'''

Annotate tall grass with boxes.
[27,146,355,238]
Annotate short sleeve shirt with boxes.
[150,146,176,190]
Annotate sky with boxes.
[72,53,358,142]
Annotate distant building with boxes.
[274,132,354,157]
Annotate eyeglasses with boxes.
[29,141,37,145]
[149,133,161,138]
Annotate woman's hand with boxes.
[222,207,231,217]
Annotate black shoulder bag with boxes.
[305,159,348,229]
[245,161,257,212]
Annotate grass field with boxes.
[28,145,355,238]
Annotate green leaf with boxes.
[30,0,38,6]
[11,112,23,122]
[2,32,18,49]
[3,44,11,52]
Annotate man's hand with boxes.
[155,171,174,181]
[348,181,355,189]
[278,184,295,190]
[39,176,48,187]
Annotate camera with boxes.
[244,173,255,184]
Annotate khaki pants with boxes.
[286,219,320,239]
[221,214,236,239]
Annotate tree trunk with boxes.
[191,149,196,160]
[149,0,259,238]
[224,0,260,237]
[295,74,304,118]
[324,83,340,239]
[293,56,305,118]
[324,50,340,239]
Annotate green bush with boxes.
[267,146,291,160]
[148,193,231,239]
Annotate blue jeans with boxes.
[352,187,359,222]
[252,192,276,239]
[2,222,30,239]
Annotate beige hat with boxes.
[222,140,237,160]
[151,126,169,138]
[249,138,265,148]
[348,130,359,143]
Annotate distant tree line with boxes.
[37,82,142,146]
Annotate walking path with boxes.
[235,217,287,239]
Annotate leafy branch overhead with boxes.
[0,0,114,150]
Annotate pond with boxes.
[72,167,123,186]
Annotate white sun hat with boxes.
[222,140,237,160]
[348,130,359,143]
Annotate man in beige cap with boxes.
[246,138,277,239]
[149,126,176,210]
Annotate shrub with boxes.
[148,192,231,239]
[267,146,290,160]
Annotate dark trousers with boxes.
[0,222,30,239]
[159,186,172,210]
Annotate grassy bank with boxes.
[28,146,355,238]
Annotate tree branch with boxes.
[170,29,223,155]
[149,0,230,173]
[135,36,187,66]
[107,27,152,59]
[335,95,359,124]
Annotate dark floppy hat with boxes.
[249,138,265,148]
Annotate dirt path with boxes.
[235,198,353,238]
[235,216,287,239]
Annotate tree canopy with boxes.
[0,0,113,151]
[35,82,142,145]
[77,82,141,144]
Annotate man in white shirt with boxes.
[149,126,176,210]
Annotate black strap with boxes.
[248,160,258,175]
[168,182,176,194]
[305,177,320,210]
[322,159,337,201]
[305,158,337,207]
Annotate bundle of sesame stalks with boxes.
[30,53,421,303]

'''

- [Task requirements]: In full and exactly as written, repeat the data.

- [Finished exercise]:
Annotate tall grass with boxes.
[27,146,355,238]
Annotate short sleeve shirt with boxes.
[150,146,176,190]
Annotate sky with boxes.
[72,53,358,142]
Annotate distant building with boxes.
[274,132,354,157]
Annotate eyeglasses with boxes.
[29,141,37,145]
[149,133,161,138]
Annotate woman's hand with boxes.
[222,207,231,217]
Annotate black shoulder bag with boxes.
[305,159,348,229]
[245,161,257,212]
Annotate grass field with boxes.
[28,145,355,238]
Annotate green leaf with boxes.
[30,0,38,6]
[11,112,23,122]
[2,32,18,49]
[3,44,11,52]
Annotate man's hand with boxes.
[155,171,174,181]
[348,181,355,189]
[278,184,295,190]
[39,176,48,187]
Annotate camera with boxes.
[244,173,255,184]
Annotate khaki pants with boxes.
[286,219,320,239]
[221,214,236,239]
Annotate tree trunk with boxes.
[191,149,196,160]
[149,0,259,238]
[224,0,260,237]
[295,74,304,118]
[324,83,340,239]
[293,56,305,118]
[324,50,340,239]
Annotate green bush with boxes.
[267,146,291,160]
[148,193,231,239]
Annotate blue jeans with boxes.
[352,187,359,222]
[252,192,276,239]
[2,222,30,239]
Annotate beige hat with boxes.
[222,140,237,160]
[151,126,169,138]
[249,138,265,148]
[348,130,359,143]
Annotate distant tree line with boxes.
[37,82,142,146]
Annotate walking path with boxes.
[235,217,287,239]
Annotate leafy branch overhead with boxes.
[0,0,114,150]
Annotate pond with boxes.
[72,167,123,186]
Annotate white sun hat with boxes.
[222,140,237,160]
[348,130,359,143]
Annotate man in beige cap with boxes.
[246,138,277,239]
[149,126,176,210]
Annotate shrub with boxes.
[148,192,231,239]
[267,146,290,160]
Annotate dark trousers with boxes.
[0,222,30,239]
[159,186,172,210]
Annotate grassy bank with boxes.
[28,146,355,238]
Annotate tree branch with boxes.
[170,29,223,155]
[149,0,230,173]
[135,36,187,66]
[107,27,152,59]
[335,95,359,124]
Annotate dark floppy hat with boxes.
[249,138,265,148]
Annotate dirt path with boxes.
[235,198,353,238]
[235,216,287,239]
Annotate tree canopy with boxes.
[0,0,113,151]
[35,82,142,145]
[77,82,141,144]
Annotate man in white shirt with boxes.
[149,126,176,210]
Annotate black strap with boxes.
[248,160,258,175]
[168,182,176,194]
[305,177,320,210]
[322,159,337,201]
[305,158,337,207]
Annotate bundle of sesame stalks with boxes.
[30,53,421,303]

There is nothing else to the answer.